• **Reading passage**
····················
Empty buildings and cranes, Erbil

Arriving in Erbil and Wondering: What Lies Ahead

Erbil, Kurdistan–Wherever I look, tall, unfinished concrete buildings, accompanied by construction cranes, loom over the city. It is somewhat eerie because I see no movement inside or around any of the buildings, none whatsoever.

I arrived in Erbil five days ago. Since then, meetings, family visits, efforts to relearn the exchange rate and opportunities to become familiar with new surroundings have peaceably filled my time. I’m also beginning to understand the current reality faced by millions of new arrivals to Erbil who fled their homes, seeking refuge.  The first time I stepped out of the apartment building where I am staying with an Iraqi friend, I was approached by children, women and youth begging for money.

Representatives from the UNHCR, (U.N. High Commission for Refugees), and IOM, (International Organization for Migration), gave me grim news when they met with me.

Kurdistan has a population of 4 ½ million. Every fourth person is either a refugee or internally displaced. That means the population has grown 25%. There are now 245,000 Syrians in Kurdistan, and more are arriving each day. Internally Displaced Persons (IDPs) number over 1 million. The IOM told me that just last week 4,000 families were displaced from Iraq’s Anbar region.

In Erbil, due to low oil prices and rampant corruption, teachers, as well as all government workers, are not receiving their salaries. Health care professionals report about insufficient medicines to cure sick people. For example, in Erbil, 1,200 cancer patients remain without treatment.

The UNHCR is in a contingency mode preparing for the worst if armed forces wage a big offensive against Mosel. Tens of thousands would be displaced. Where would they go? How would they be cared for?

The United Nations estimates that three million people now live under ISIL control.  One of the biggest problems UN agencies face involves finding ways to reach these people.

Kathy Kelly and I spoke just before I traveled to Erbil.  A question she suggested has served me well in interviews: What do you think it is important for U.S. people to understand? I put this question to both the UNHCR and the IOM.

“Much attention is on Syria and the European refugee crisis. That there are 3.4 million IDPs (internally displaced) in Iraq is unknown. The Kurdish have been very generous, but now they are barely keeping their heads above water. The surge capacity has been reached. If another 100,000 come, it will be unthinkable. Kurdistan has taken more refugees than the E.U., and yet they have to get on their knees to beg for assistance.”

“There needs to be a stronger grass roots movement to counter the media. People can’t begin to imagine what refugees and IDPs are experiencing, living in tents, in abandoned buildings.  People only want security, to regain their dignity.  They are being put forth as coming to destroy, to blow up, to take.”

There are more than 40 camps in Kurdistan, but only a small percentage of the refugees, (39%), and IDPs, (20%), live in camps. The rest of the new arrivals live outside of the camps.
····················
• **Dataset section**
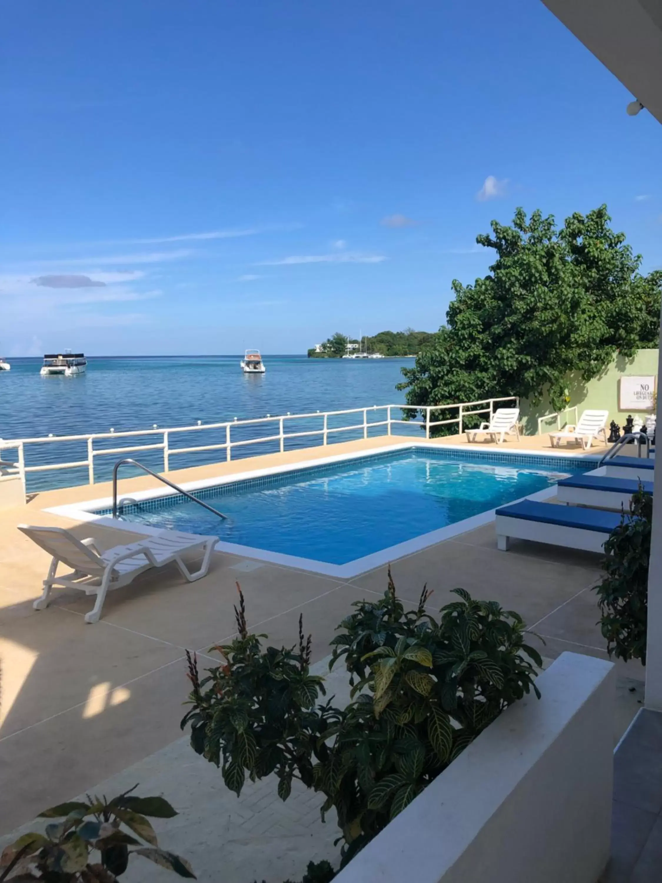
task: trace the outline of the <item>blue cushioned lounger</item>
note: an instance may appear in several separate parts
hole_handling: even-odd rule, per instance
····················
• **Task instructions**
Write out the passage of the Erbil account from "Representatives from the" up to and including "Iraq’s Anbar region.". The lines above come from a source unrelated to the Erbil account.

• **Solution for this task**
Representatives from the UNHCR, (U.N. High Commission for Refugees), and IOM, (International Organization for Migration), gave me grim news when they met with me.

Kurdistan has a population of 4 ½ million. Every fourth person is either a refugee or internally displaced. That means the population has grown 25%. There are now 245,000 Syrians in Kurdistan, and more are arriving each day. Internally Displaced Persons (IDPs) number over 1 million. The IOM told me that just last week 4,000 families were displaced from Iraq’s Anbar region.